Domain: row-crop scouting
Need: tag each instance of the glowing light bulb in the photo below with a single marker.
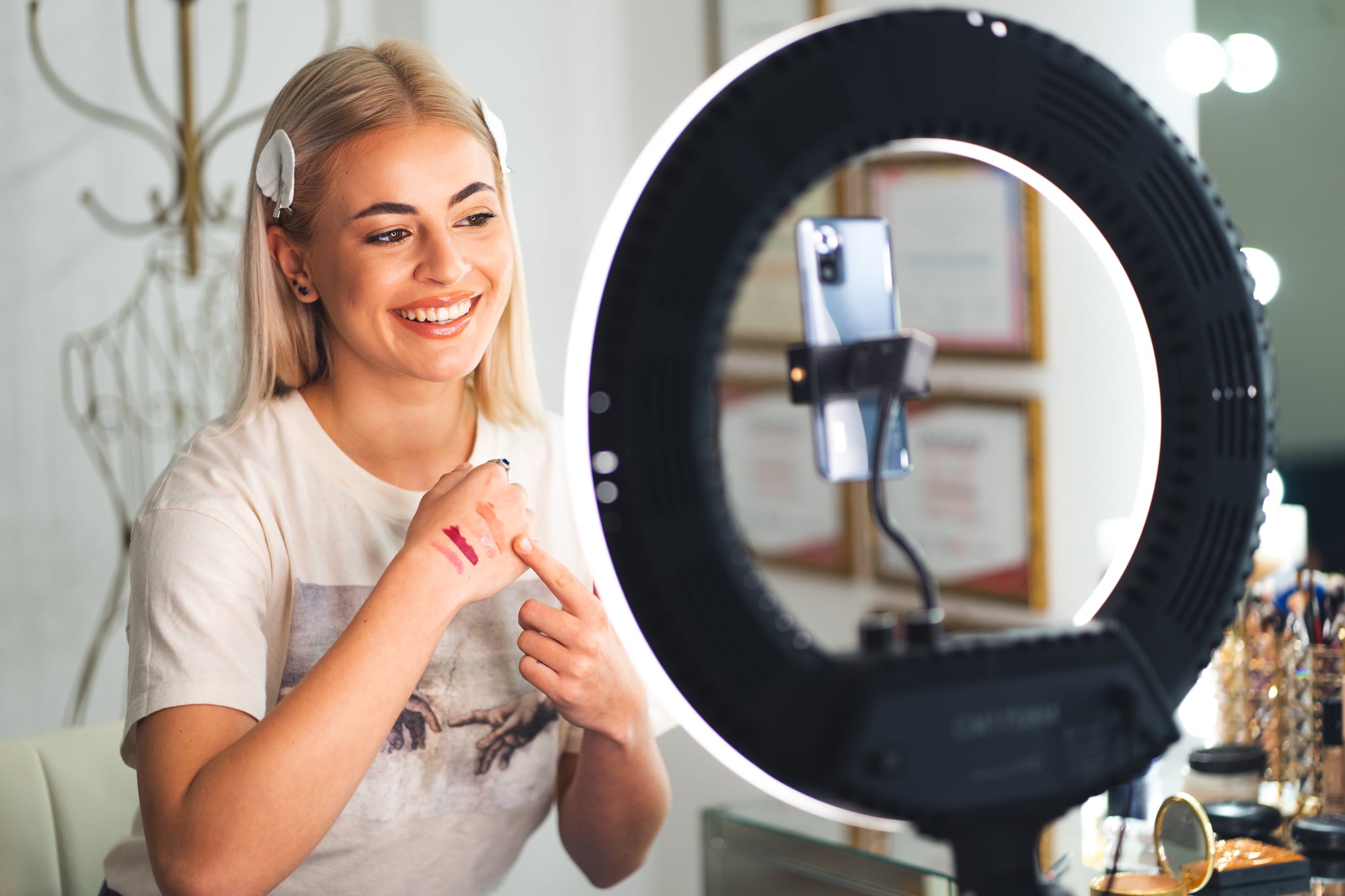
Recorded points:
(1265, 272)
(1251, 62)
(1275, 485)
(1196, 62)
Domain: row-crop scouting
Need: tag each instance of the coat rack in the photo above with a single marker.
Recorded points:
(142, 381)
(183, 144)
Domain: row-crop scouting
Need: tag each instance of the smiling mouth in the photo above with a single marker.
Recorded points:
(437, 313)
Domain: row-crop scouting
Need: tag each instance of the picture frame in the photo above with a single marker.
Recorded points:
(966, 250)
(974, 500)
(786, 512)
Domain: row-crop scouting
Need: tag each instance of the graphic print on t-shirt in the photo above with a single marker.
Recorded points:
(474, 735)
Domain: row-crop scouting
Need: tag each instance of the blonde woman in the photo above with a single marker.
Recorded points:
(354, 668)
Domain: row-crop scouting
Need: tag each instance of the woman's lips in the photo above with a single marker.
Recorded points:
(440, 328)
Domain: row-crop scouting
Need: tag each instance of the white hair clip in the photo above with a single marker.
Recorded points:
(276, 171)
(496, 128)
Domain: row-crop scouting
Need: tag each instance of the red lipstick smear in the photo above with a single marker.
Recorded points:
(487, 512)
(456, 538)
(452, 558)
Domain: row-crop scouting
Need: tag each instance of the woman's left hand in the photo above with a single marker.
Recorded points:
(573, 656)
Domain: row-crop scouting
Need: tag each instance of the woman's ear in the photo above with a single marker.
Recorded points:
(290, 258)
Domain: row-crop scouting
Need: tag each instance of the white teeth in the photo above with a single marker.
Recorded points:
(440, 313)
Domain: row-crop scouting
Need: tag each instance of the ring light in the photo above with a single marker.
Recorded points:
(981, 739)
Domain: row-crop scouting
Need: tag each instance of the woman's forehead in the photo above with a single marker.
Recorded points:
(399, 164)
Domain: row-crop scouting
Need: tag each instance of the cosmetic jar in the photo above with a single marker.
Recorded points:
(1222, 774)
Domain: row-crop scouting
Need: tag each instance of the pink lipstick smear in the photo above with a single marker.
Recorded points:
(452, 558)
(456, 538)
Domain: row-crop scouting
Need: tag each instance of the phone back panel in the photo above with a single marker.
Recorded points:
(861, 305)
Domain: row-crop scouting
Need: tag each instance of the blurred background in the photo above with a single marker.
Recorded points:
(581, 86)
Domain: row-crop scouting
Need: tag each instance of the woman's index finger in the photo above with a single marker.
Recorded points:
(573, 594)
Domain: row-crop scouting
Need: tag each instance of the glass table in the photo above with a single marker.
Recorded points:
(766, 847)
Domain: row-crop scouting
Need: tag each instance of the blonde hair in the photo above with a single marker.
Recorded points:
(335, 97)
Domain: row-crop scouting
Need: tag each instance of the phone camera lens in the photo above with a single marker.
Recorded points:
(826, 240)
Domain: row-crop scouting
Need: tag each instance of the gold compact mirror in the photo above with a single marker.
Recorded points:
(1185, 842)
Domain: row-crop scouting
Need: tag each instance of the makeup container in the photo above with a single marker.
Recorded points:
(1222, 774)
(1332, 757)
(1245, 819)
(1323, 840)
(1195, 863)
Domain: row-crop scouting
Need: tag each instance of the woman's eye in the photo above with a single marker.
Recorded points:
(390, 237)
(479, 219)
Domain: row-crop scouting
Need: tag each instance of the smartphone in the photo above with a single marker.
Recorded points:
(845, 284)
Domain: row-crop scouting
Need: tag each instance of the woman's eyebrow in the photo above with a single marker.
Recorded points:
(403, 209)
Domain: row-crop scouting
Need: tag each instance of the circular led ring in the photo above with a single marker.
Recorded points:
(678, 582)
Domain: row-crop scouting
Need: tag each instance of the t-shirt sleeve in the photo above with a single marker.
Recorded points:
(195, 618)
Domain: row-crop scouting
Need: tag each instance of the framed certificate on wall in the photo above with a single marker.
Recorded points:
(785, 511)
(974, 500)
(966, 253)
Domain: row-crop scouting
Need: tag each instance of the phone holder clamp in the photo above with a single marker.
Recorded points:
(854, 370)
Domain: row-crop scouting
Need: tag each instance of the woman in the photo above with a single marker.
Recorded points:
(353, 666)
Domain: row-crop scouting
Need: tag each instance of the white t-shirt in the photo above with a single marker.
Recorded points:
(250, 557)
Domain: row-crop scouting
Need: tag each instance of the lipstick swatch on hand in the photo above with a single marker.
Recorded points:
(456, 538)
(452, 558)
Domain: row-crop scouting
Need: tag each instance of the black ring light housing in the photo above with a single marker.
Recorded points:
(979, 739)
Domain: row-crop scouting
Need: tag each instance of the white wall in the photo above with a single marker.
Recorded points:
(581, 86)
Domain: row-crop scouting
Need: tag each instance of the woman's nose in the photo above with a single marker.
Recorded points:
(444, 259)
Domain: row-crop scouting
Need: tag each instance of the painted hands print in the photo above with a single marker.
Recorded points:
(513, 725)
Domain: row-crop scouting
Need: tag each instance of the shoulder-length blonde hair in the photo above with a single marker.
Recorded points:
(331, 100)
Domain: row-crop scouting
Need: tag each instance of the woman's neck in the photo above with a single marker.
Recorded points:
(408, 435)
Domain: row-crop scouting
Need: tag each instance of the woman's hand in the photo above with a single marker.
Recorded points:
(573, 656)
(460, 526)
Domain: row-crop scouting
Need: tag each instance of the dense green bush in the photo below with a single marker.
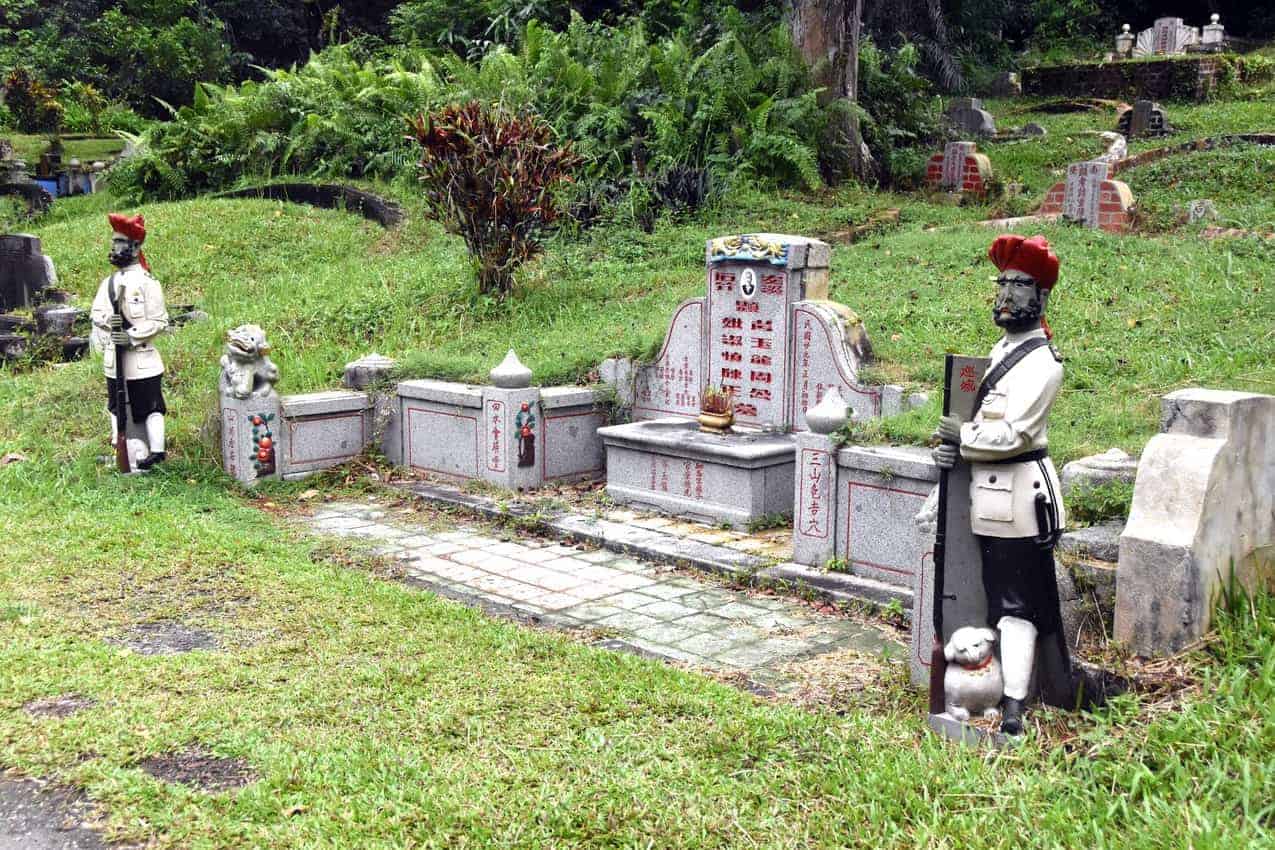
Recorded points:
(491, 177)
(900, 111)
(335, 116)
(140, 51)
(639, 111)
(32, 103)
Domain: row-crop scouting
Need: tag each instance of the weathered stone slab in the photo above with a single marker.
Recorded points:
(367, 371)
(513, 437)
(815, 518)
(443, 439)
(880, 492)
(1167, 37)
(1095, 470)
(316, 404)
(250, 435)
(1095, 542)
(24, 270)
(1213, 35)
(671, 467)
(830, 345)
(1090, 198)
(1125, 42)
(464, 395)
(1204, 507)
(573, 447)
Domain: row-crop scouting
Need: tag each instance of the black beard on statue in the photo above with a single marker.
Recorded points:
(1019, 319)
(124, 258)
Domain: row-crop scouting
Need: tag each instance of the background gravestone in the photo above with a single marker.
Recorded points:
(1090, 198)
(24, 272)
(967, 116)
(1144, 119)
(1214, 35)
(960, 168)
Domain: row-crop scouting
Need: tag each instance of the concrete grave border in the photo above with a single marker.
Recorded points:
(327, 196)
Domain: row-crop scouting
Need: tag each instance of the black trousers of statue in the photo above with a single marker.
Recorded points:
(1019, 581)
(145, 396)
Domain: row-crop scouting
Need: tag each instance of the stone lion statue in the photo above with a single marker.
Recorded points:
(246, 371)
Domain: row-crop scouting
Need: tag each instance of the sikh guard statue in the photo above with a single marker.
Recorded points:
(128, 314)
(1015, 496)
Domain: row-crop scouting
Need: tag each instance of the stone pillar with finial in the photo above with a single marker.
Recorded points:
(1125, 42)
(1213, 33)
(511, 431)
(814, 500)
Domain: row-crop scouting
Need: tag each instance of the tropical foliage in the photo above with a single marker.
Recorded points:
(491, 176)
(337, 115)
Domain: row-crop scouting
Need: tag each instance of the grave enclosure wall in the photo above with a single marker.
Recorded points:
(1177, 78)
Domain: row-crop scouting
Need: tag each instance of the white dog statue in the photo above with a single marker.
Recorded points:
(973, 683)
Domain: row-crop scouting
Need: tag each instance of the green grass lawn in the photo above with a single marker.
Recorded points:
(378, 716)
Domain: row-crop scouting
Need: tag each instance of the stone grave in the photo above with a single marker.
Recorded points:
(1090, 198)
(509, 432)
(1144, 119)
(1006, 84)
(960, 168)
(24, 272)
(766, 333)
(1125, 43)
(265, 435)
(967, 116)
(1167, 37)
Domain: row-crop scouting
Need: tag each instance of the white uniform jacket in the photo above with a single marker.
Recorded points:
(145, 317)
(1014, 418)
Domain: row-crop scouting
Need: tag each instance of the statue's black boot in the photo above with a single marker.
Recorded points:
(1011, 716)
(152, 459)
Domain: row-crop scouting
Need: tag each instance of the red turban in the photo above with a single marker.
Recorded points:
(134, 227)
(1033, 258)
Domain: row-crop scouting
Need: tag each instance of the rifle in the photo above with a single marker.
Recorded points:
(937, 660)
(121, 391)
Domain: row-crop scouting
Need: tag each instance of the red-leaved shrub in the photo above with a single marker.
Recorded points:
(491, 177)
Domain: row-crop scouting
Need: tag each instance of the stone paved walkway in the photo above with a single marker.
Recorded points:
(648, 608)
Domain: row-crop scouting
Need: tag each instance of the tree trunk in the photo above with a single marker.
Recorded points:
(826, 35)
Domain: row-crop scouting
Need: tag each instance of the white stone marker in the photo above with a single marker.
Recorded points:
(1204, 505)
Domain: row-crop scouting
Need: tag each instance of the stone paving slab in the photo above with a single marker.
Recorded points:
(641, 607)
(754, 558)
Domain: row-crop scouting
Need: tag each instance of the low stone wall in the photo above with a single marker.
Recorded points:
(1188, 147)
(1178, 78)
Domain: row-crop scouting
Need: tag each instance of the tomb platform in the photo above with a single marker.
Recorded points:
(671, 467)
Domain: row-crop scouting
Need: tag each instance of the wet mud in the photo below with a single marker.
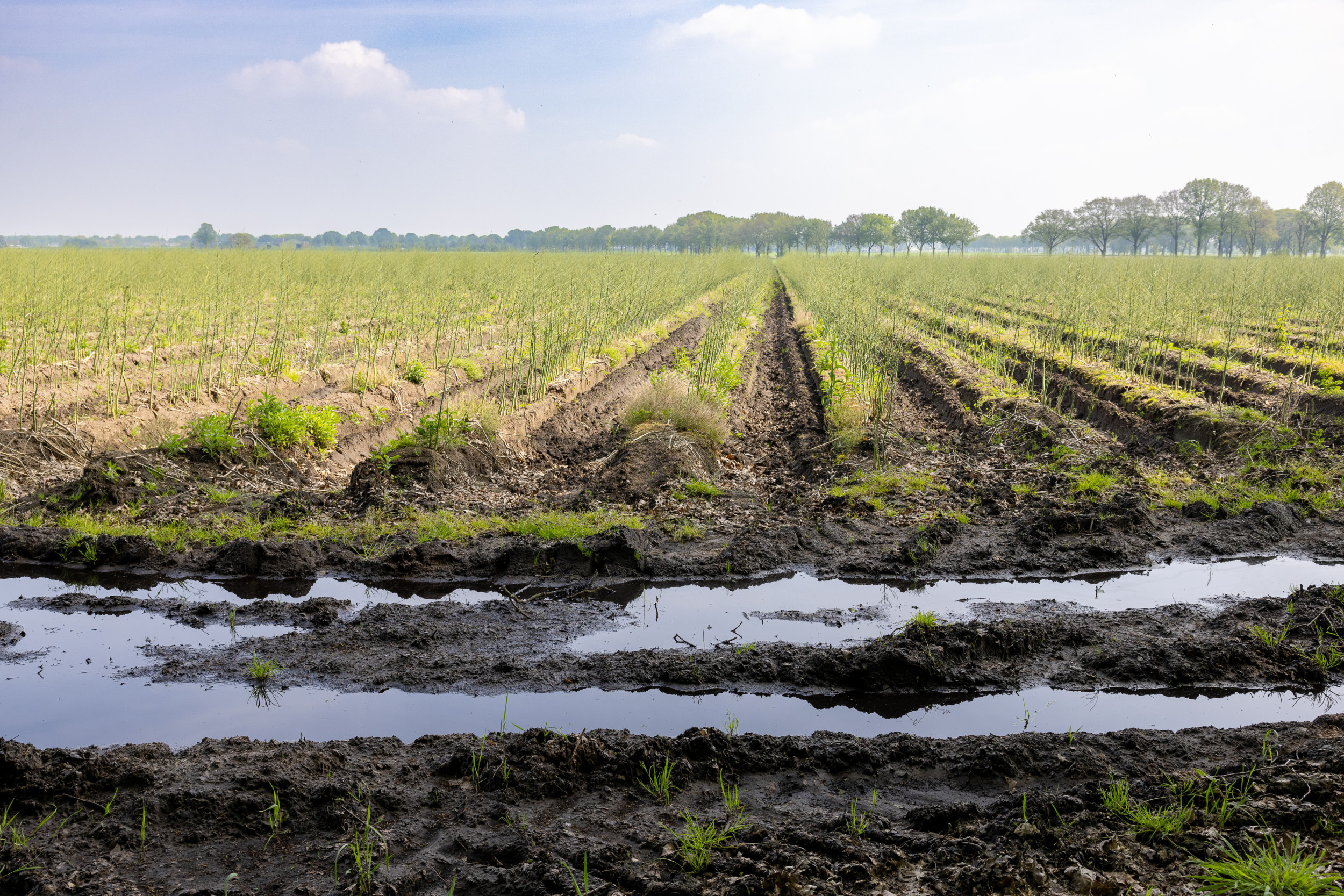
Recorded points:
(520, 813)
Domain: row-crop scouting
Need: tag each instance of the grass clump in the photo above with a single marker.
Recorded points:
(1268, 636)
(657, 782)
(413, 372)
(471, 369)
(700, 489)
(262, 671)
(214, 434)
(670, 401)
(1093, 483)
(923, 621)
(1268, 868)
(294, 426)
(555, 526)
(698, 840)
(687, 531)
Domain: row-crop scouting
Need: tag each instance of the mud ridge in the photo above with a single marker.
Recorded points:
(967, 816)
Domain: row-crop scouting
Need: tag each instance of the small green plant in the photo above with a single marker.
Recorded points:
(1268, 636)
(657, 782)
(275, 816)
(698, 840)
(413, 372)
(174, 445)
(479, 763)
(363, 848)
(439, 432)
(730, 725)
(923, 621)
(214, 434)
(1269, 868)
(856, 822)
(262, 671)
(700, 489)
(578, 891)
(1093, 483)
(382, 458)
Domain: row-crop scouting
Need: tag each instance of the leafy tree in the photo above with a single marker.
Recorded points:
(1052, 229)
(921, 226)
(1257, 226)
(959, 232)
(1138, 219)
(1097, 219)
(1233, 200)
(816, 235)
(1324, 207)
(1199, 203)
(847, 232)
(875, 230)
(1171, 217)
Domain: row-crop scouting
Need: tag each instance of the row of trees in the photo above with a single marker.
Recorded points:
(1203, 216)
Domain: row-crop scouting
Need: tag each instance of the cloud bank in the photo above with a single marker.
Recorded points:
(350, 70)
(796, 37)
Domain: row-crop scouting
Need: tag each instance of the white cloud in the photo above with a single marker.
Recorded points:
(795, 35)
(635, 141)
(354, 71)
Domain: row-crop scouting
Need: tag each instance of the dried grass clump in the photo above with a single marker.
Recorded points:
(671, 402)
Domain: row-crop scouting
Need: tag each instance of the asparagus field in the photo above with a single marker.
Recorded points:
(339, 508)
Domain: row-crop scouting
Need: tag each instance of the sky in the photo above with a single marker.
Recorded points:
(472, 116)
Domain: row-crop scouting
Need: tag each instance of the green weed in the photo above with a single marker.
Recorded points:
(1268, 868)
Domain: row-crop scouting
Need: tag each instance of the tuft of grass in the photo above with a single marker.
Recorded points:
(440, 432)
(262, 671)
(413, 372)
(700, 489)
(698, 840)
(1268, 868)
(1268, 636)
(214, 434)
(856, 824)
(1093, 483)
(687, 531)
(474, 371)
(671, 401)
(923, 621)
(657, 782)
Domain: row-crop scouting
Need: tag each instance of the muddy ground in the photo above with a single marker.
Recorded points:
(968, 816)
(515, 645)
(984, 499)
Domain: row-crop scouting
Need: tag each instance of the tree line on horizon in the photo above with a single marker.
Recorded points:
(1203, 216)
(1206, 216)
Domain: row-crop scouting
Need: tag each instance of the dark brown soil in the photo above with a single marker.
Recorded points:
(968, 816)
(519, 644)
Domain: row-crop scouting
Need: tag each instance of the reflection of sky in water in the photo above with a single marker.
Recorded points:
(60, 685)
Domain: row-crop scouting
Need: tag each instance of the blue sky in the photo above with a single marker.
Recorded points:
(469, 117)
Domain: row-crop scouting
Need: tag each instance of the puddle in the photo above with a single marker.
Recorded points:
(106, 711)
(750, 612)
(796, 607)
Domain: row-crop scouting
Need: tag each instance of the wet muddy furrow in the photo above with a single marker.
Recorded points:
(499, 647)
(520, 813)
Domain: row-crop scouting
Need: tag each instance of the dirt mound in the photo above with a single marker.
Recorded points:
(974, 814)
(647, 462)
(420, 469)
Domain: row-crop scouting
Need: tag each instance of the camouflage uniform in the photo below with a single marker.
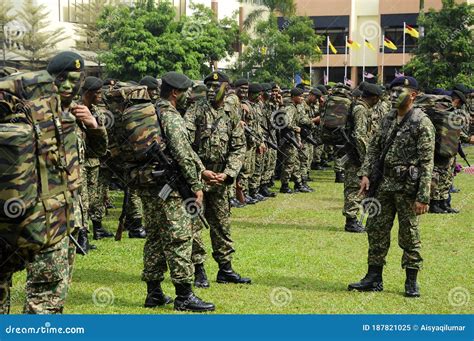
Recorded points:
(360, 134)
(220, 143)
(400, 187)
(291, 164)
(169, 228)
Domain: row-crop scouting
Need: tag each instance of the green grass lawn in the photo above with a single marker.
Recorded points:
(300, 260)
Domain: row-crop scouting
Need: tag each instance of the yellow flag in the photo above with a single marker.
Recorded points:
(331, 46)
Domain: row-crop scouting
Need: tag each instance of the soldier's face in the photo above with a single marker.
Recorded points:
(68, 84)
(243, 92)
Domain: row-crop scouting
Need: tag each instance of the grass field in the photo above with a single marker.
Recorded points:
(300, 260)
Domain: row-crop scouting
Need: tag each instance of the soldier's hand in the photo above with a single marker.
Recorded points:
(199, 197)
(364, 185)
(209, 177)
(421, 208)
(83, 114)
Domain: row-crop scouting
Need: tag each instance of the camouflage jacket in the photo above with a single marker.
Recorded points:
(178, 144)
(219, 139)
(413, 145)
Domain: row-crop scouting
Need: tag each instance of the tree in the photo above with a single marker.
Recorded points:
(147, 40)
(5, 17)
(445, 54)
(284, 7)
(275, 55)
(37, 43)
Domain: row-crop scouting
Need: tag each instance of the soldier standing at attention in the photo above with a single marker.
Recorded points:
(359, 132)
(405, 144)
(219, 141)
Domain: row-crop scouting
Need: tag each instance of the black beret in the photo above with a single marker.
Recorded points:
(322, 88)
(356, 93)
(316, 92)
(241, 82)
(150, 82)
(460, 95)
(296, 92)
(217, 76)
(65, 61)
(177, 80)
(371, 90)
(404, 81)
(92, 84)
(255, 88)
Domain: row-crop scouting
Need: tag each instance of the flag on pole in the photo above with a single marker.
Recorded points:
(389, 44)
(398, 74)
(369, 45)
(368, 75)
(353, 44)
(411, 31)
(331, 46)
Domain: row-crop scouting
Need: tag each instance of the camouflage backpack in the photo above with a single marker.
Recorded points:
(335, 115)
(134, 130)
(39, 167)
(445, 120)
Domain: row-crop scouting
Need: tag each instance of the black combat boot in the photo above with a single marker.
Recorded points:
(411, 286)
(353, 225)
(300, 188)
(339, 178)
(285, 189)
(436, 207)
(186, 300)
(266, 192)
(371, 282)
(227, 275)
(249, 200)
(235, 203)
(98, 231)
(155, 296)
(446, 205)
(200, 277)
(135, 228)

::::::::

Instruction: How many lines in the data above contain the word "green"? Reply with the number alone.

Exercise response: 5